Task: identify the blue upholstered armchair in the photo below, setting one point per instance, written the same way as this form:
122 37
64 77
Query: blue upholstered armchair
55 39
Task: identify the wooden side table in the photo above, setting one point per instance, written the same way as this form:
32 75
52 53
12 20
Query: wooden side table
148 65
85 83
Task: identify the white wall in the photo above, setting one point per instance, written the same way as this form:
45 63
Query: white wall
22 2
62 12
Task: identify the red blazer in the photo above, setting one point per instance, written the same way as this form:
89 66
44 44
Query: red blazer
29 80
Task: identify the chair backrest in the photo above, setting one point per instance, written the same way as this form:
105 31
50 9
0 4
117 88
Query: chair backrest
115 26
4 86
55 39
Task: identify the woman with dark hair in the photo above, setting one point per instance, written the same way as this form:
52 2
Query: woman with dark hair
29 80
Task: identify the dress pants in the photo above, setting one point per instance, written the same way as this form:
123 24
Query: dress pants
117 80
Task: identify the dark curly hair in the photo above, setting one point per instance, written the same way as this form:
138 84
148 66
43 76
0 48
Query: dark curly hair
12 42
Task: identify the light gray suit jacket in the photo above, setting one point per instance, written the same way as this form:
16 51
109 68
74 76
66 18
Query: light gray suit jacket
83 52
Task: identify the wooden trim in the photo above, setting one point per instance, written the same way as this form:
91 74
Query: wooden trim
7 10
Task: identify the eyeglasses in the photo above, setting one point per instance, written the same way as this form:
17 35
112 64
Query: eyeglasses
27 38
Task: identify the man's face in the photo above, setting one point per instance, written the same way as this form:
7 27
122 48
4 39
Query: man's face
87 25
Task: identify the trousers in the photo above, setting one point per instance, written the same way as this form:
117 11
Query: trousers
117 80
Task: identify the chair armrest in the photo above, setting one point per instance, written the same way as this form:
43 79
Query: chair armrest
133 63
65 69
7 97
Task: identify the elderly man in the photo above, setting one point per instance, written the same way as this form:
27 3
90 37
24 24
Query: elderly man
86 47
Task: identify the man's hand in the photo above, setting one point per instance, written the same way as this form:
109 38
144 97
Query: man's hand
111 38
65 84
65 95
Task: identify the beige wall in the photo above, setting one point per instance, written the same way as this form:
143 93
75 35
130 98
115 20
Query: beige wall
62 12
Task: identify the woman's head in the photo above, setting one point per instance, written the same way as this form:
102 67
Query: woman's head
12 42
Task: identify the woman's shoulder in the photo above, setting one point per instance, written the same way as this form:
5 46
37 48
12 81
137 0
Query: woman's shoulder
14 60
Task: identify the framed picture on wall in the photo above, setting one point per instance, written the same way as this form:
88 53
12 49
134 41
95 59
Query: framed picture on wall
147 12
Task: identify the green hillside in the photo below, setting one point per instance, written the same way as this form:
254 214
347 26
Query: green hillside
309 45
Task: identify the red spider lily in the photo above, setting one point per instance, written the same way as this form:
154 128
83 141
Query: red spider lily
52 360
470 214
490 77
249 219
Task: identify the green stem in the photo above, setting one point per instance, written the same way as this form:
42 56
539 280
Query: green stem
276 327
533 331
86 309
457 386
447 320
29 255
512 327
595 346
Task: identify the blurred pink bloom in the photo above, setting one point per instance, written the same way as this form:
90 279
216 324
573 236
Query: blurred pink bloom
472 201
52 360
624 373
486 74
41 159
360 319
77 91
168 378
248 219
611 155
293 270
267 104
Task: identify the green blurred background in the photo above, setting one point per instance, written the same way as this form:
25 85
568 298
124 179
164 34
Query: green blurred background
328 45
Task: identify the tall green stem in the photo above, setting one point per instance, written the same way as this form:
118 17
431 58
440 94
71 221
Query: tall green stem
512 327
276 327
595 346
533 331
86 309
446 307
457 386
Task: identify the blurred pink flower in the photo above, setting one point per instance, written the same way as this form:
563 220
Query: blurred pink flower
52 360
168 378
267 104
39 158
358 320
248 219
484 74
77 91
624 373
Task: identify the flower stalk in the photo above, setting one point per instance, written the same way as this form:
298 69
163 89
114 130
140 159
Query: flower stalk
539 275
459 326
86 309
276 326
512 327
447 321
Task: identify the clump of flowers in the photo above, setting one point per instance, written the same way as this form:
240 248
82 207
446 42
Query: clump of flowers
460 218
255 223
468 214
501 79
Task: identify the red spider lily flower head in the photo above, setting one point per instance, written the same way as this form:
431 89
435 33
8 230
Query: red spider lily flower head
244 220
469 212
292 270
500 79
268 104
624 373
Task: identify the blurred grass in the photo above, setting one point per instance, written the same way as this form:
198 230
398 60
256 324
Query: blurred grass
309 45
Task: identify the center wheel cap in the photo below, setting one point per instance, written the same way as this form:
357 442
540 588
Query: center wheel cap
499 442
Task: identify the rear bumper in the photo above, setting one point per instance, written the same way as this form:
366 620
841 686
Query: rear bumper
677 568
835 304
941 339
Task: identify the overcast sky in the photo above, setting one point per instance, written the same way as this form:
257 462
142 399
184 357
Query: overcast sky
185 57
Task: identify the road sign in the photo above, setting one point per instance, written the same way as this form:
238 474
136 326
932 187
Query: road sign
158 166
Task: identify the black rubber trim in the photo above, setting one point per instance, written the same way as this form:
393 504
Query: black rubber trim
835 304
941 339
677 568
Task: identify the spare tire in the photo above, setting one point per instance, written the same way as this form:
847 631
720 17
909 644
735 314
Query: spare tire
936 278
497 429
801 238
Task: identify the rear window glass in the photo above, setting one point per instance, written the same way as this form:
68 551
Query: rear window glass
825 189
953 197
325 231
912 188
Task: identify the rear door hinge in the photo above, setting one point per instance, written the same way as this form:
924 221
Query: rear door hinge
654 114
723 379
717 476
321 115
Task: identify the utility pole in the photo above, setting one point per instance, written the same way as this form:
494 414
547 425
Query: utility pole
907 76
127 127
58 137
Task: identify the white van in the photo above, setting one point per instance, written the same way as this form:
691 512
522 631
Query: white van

# # # # #

WHAT IS NEEDED: Sift through the material above and copy each line that holds "below".

RESULT OF THE TASK:
Task: identify the blue upholstered armchair in the photo below, setting one point per instance, written the same way as this form:
Task: identify the green hillside in the photo below, setting one point per instance, written the same way as this form:
Task: identify the center wheel cap in the photo below, setting one point per instance, written the same way as this form:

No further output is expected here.